TO BE DONE
1. In the discussion about null pointer handling, what are the main reasons often given for choosing Go over a competing language?
2. Extend the discussion about null pointer handling, starting right after its final quoted line.

SOURCE DOCUMENT
** START **

At runtime, i.e. initial testing, pre-commit-checks, integration-testing, QA and then production, yes.

So there are a lot of checkpoints where the system can crash before it ever goes live.

> You think that is just as good as solving the problem at compile time?

No, I don't, and I never wrote that I do.

I do think that it's a lot better than not crashing and running inti undefined behavior when dereferencing a null pointer, which is a problem in older languages, and a source of hard to track bugs.

The problem is: solving it at compile time isn't zero-cost.

Languages that pretend that void pointers don't exist are usually more complex than languages that accept their existence as a fact of the underlying hardware. That extra complexity comes at a tangible cost in development time and maintainability. A language that fails early, and with a clear signal, will sometimes crash in testing, and maybe maybe maybe in production here and there, and such crashes may incur a cost. A more complex language will always incur a higher cost in developer time.

1 comments

The higher cost in developer time is a myth. Because the type checking seriously helps you out when you are changing existing code and it results in much fewer bugs out of the gate.

Sure the language in its totality is more complex. At least compared to Go or C. But nothing is forcing you to use every feature of it.

> The higher cost in developer time is a myth.

And yet, Go is a huge success in the industry, and one of the main reasons often given for chosing Go over a competing language, is how easy it is to get things started, how easy it makes the onboarding process, and how accessible and maintainable the code is.

> the type checking seriously helps you out when you are changing existing code

If you have Algebraic Datatypes in your codebase, which is not a given. Having a simple, easy to read language helps me out ALL THE TIME.

> But nothing is forcing you to use every feature of it.

** END **

MATERIAL PROVIDED
** START **

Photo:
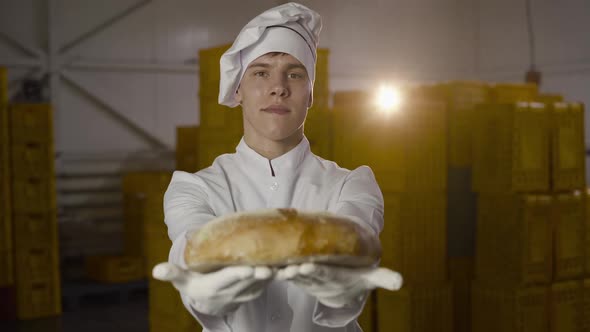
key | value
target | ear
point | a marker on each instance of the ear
(238, 96)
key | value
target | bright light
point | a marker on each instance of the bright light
(388, 99)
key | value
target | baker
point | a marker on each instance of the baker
(269, 70)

** END **

EXERCISE RESULTS
1. How easy it is to get things started, how easy it makes the onboarding process, and how accessible and maintainable the code is.

2.
And nothing forces C developers to use so many macros that their libraries resemble a completely different language where everything I thought I learned about C flies out the window. Nothing forces Python devs to use nested dictionary-comprehensions, that are, ironically, completely incomprehensible. Nothing forces C++ developers to use generics everywhere, regardless of whether they are actually needed or not.

And yet, that is, unfortunately, what is often happening in the wild.

The point here is; If a language offers X, then X will be used. And it will be used in smart ways, it will be used in unnecessary ways, and it will be used in not-so-smart ways. It will be used when it makes sense, and when it absolutely doesn't.

The thing the developers of Go figured out, and which, in hindsight, is surprisingly obvious, is that there is exactly one, and only one, foolproof way to prevent that from happening: By not having X in the language.

You're a zealot and your comment is a polemic, not any kind of reasoned discussion of the advantages and disadvantages of one language as against another.
This isn't a discussion about the advantages or disadvantages of languages.

This is a discussion about whether Go "misses" things, or "lacks" things, or if it's designed to not have these things, and if there is a reason why that is.

I have demonstrated, and provided arguments, for why the latter is the case. Aka. the exact opposite of "polemic".

> And yet, Go is a huge success in the industry

Success of a technology is more often than not dependent on who is behind it. Anything by google will likely see a lot of uptake.

Every language has a story. Some of it is bull some not. Best to try and be objective and not drink every drop of the koolaid.

> Anything by google will likely see a lot of uptake

Disagree.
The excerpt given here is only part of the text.